Part of a data file:
::::
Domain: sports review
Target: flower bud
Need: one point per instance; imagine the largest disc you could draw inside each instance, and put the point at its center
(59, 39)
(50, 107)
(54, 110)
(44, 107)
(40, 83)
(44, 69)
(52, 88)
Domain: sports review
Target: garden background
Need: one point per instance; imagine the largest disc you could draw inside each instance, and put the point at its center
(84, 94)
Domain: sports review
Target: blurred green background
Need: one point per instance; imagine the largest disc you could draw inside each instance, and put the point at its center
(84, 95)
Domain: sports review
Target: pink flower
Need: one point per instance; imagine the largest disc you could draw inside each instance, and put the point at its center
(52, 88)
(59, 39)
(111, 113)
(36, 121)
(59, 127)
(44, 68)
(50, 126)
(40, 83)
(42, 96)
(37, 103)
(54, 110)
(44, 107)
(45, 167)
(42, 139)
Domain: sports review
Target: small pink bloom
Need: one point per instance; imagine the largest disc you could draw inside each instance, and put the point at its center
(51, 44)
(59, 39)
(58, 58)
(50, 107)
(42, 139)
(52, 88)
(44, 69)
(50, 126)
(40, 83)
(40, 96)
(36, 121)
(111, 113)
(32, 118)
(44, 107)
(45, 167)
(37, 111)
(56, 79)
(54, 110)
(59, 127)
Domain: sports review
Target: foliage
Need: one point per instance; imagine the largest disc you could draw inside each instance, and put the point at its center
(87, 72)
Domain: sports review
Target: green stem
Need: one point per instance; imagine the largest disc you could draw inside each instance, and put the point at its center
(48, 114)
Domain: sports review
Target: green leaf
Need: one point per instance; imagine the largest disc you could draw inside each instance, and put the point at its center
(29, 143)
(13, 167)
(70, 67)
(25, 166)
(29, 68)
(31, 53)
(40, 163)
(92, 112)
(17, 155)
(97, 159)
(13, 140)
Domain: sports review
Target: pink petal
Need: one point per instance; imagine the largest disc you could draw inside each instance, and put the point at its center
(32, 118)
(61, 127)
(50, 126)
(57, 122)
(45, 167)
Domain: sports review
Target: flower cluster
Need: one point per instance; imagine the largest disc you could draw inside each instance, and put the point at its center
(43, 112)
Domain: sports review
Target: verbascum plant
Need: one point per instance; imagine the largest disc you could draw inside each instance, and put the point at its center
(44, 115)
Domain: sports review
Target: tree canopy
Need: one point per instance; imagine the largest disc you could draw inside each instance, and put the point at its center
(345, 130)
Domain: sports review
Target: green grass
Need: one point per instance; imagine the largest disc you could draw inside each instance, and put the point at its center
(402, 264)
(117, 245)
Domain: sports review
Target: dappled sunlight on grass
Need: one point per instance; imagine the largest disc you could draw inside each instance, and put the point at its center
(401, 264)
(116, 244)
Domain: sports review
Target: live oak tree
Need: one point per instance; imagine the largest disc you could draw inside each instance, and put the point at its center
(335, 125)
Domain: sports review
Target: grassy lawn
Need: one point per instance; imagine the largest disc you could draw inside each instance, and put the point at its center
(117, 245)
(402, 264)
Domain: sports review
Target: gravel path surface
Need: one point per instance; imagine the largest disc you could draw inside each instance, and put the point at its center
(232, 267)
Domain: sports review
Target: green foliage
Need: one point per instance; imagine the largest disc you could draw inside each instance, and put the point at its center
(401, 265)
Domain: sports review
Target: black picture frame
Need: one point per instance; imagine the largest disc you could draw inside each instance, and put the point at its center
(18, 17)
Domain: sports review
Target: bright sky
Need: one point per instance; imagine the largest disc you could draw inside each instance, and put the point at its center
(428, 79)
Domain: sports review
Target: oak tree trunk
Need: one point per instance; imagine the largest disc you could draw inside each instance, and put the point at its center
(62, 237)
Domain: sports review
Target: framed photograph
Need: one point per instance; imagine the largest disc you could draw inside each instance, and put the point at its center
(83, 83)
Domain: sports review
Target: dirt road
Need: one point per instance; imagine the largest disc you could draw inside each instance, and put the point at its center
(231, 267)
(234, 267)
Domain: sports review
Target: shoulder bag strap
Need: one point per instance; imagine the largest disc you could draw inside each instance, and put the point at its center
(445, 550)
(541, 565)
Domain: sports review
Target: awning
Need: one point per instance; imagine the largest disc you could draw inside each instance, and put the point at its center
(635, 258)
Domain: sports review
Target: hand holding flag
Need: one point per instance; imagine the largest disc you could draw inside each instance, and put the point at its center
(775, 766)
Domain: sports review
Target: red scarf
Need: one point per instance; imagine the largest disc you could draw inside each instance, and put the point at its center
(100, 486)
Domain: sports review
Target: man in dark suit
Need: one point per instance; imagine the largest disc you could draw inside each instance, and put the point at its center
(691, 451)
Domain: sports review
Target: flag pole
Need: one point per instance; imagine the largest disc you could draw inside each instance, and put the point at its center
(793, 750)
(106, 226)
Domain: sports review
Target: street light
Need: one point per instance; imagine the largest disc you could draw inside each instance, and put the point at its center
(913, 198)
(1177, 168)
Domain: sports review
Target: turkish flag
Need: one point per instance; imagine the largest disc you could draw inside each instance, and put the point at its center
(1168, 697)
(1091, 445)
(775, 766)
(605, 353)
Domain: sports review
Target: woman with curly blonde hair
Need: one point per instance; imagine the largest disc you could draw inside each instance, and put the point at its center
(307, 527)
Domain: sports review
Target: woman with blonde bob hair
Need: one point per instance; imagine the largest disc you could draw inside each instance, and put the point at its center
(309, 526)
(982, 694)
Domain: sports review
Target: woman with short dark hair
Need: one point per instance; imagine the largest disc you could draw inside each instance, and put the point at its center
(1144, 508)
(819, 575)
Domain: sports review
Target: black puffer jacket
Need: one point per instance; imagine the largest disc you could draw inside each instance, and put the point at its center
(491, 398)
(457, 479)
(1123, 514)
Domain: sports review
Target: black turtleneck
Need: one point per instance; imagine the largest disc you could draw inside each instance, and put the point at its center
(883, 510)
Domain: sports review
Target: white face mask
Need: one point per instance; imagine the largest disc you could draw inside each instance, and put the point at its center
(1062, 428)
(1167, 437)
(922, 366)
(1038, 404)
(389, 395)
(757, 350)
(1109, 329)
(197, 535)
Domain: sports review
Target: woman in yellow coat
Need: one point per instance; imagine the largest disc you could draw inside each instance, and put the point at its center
::::
Return each line of the records that contains the string "hair".

Target: woman with curly blonde hair
Target: woman with blonde bob hair
Target: woman with short dark hair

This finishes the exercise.